● Directions for this task
Your task is to transcribe all the entries exactly, excluding pictures.

● Records shown

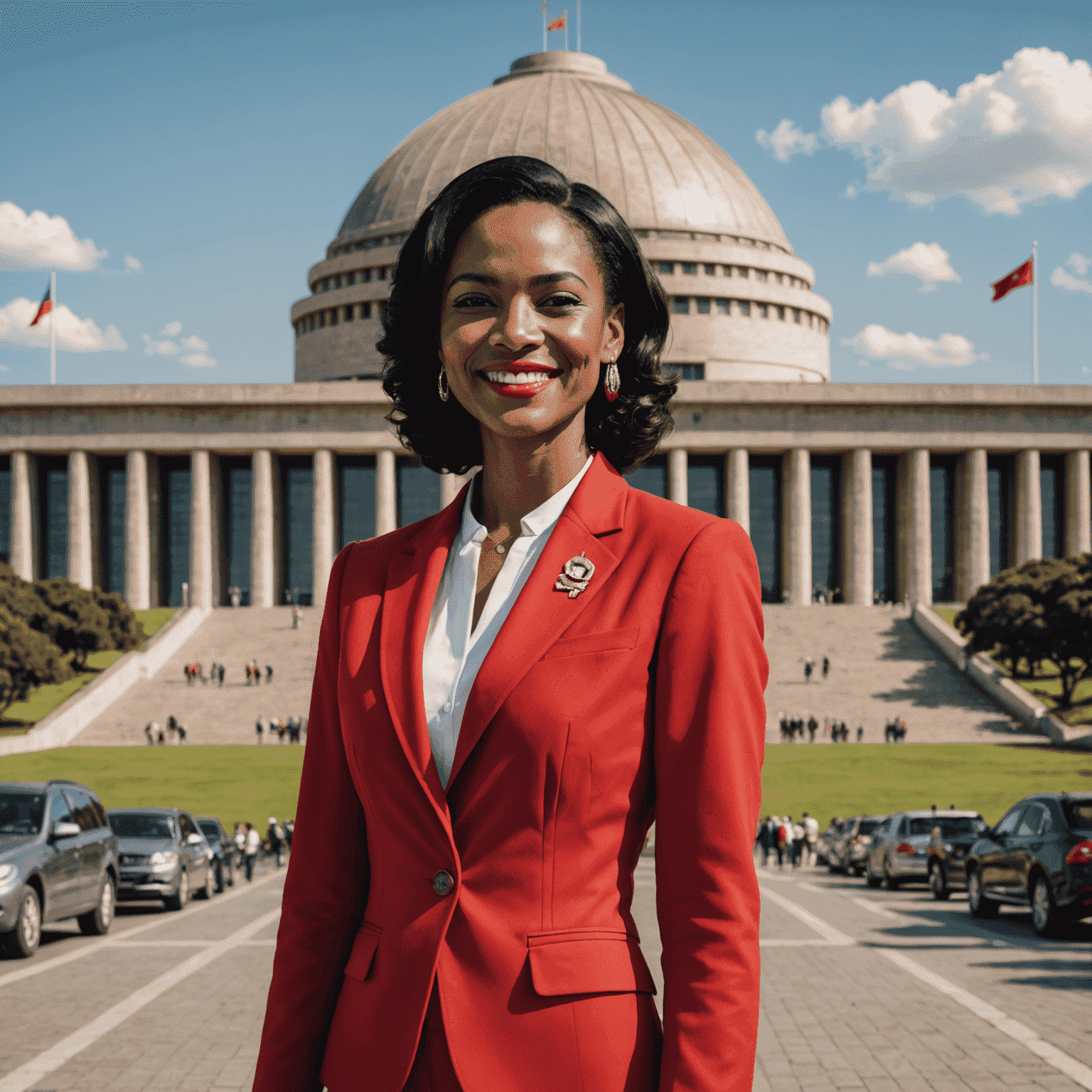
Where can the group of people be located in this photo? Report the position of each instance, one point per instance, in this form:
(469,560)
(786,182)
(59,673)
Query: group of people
(249,842)
(796,843)
(155,735)
(285,729)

● The completed task
Where can the group of people be located in this photo? Report the position of each instance, one point per instance, in this form:
(469,560)
(786,182)
(59,673)
Query: group of people
(249,842)
(796,843)
(155,735)
(285,729)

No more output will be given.